Task statement: Render the entries as a two-column CSV with the columns request and answer, starting at the line containing "point: black metal" and ending at the last entry. Give one row per entry, with each field in double quotes and its line breaks replaced by spaces.

Given data:
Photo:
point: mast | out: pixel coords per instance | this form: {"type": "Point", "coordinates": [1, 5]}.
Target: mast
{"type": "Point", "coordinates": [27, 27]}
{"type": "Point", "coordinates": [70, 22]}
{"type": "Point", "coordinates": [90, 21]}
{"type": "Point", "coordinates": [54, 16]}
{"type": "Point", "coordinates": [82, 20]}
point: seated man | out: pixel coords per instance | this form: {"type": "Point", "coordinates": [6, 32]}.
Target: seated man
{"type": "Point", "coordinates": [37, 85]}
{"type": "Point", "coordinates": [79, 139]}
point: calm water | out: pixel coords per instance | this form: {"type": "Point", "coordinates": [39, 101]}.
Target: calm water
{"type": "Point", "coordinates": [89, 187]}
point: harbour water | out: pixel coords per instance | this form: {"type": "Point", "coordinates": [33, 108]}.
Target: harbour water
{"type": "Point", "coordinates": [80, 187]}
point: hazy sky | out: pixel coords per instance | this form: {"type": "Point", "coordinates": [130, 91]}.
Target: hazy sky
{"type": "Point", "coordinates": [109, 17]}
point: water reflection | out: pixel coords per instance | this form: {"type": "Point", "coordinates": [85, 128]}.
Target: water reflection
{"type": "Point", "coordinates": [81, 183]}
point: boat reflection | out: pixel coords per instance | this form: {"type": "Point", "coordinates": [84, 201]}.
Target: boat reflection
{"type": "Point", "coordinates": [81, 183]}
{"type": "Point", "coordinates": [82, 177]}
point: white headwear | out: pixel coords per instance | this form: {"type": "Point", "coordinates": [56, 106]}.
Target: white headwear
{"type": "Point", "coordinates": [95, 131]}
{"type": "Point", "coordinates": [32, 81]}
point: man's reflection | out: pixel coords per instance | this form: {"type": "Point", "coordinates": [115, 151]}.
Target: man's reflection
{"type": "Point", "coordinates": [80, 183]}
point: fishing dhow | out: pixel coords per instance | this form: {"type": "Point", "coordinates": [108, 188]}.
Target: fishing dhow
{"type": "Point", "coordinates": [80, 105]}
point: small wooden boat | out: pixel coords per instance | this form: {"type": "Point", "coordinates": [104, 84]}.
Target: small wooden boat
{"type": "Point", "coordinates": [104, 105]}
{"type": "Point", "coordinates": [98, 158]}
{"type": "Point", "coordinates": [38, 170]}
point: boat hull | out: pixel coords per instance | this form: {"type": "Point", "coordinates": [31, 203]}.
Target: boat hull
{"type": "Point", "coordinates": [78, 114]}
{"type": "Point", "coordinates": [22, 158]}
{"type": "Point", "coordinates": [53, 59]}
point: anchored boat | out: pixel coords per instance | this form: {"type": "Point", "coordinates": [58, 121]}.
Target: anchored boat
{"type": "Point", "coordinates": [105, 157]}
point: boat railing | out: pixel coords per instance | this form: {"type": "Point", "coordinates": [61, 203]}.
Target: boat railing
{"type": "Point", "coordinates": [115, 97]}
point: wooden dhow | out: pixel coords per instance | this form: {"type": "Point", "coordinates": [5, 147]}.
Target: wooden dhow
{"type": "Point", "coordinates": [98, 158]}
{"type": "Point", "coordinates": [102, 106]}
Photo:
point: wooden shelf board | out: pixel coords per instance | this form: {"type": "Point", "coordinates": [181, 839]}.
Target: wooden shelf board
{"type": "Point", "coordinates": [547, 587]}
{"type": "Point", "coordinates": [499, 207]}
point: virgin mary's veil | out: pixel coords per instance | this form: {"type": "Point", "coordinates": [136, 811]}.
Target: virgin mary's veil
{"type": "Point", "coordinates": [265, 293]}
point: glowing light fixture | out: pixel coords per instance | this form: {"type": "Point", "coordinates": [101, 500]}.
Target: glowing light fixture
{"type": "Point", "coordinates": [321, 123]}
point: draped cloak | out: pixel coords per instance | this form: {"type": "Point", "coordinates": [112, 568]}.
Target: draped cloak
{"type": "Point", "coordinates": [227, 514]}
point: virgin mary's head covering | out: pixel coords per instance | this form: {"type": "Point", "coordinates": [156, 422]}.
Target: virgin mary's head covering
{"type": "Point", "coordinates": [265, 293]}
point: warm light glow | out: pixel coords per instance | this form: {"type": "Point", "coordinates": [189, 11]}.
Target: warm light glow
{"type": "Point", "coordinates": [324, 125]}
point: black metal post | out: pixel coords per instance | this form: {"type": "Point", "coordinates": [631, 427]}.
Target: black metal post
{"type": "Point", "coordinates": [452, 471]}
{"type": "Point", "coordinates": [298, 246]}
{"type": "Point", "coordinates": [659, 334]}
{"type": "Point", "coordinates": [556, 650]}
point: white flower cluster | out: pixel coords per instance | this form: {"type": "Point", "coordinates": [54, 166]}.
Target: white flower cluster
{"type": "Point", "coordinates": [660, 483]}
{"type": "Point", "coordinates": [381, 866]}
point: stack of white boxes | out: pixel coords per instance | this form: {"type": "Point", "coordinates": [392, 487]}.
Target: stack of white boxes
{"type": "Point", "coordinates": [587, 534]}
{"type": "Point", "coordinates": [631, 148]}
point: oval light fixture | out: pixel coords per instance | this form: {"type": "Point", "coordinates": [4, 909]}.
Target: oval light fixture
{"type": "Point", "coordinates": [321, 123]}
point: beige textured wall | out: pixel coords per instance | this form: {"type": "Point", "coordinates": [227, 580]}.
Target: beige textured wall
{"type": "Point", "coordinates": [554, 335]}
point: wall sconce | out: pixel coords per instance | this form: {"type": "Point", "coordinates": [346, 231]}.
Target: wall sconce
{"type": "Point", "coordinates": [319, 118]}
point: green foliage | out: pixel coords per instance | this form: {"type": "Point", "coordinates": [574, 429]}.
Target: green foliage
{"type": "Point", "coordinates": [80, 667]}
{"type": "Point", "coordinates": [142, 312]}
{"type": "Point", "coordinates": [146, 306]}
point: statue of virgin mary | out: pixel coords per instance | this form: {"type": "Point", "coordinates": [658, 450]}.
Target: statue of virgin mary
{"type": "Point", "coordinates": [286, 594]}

Response:
request,answer
"point: black metal post | out: pixel coords per instance | this form: {""type"": ""Point"", ""coordinates"": [631, 427]}. Target: black metal post","{""type"": ""Point"", ""coordinates"": [452, 471]} {""type"": ""Point"", ""coordinates"": [298, 246]} {""type"": ""Point"", ""coordinates"": [659, 334]} {""type"": ""Point"", ""coordinates"": [556, 650]}"
"point: white flower cluster | out: pixel coords per instance | this form: {""type"": ""Point"", ""coordinates"": [54, 166]}. Target: white flower cluster","{""type"": ""Point"", ""coordinates"": [660, 483]} {""type"": ""Point"", ""coordinates"": [381, 866]}"
"point: stack of white boxes | out: pixel coords per instance | this form: {""type"": ""Point"", ""coordinates"": [392, 487]}. Target: stack of white boxes","{""type"": ""Point"", ""coordinates"": [587, 534]} {""type"": ""Point"", ""coordinates"": [631, 148]}"
"point: oval light fixture | out: pixel coords per instance | this form: {""type"": ""Point"", ""coordinates"": [4, 909]}. Target: oval light fixture","{""type"": ""Point"", ""coordinates"": [321, 123]}"
"point: beige textured wall | out: pixel coords per instance | this form: {""type"": ""Point"", ""coordinates"": [227, 580]}. Target: beige textured wall","{""type"": ""Point"", ""coordinates"": [554, 335]}"
"point: wall sconce | out: pixel coords per instance | this form: {""type"": ""Point"", ""coordinates"": [346, 231]}. Target: wall sconce","{""type"": ""Point"", ""coordinates"": [319, 118]}"
"point: green foliage | out: pixel coords per instance | this form: {""type"": ""Point"", ""coordinates"": [574, 429]}. Target: green foliage","{""type"": ""Point"", ""coordinates"": [80, 667]} {""type"": ""Point"", ""coordinates"": [142, 312]} {""type"": ""Point"", ""coordinates"": [146, 306]}"
"point: statue of virgin mary | out: pixel coords per instance | this form: {""type"": ""Point"", ""coordinates"": [658, 450]}. Target: statue of virgin mary","{""type"": ""Point"", ""coordinates"": [286, 594]}"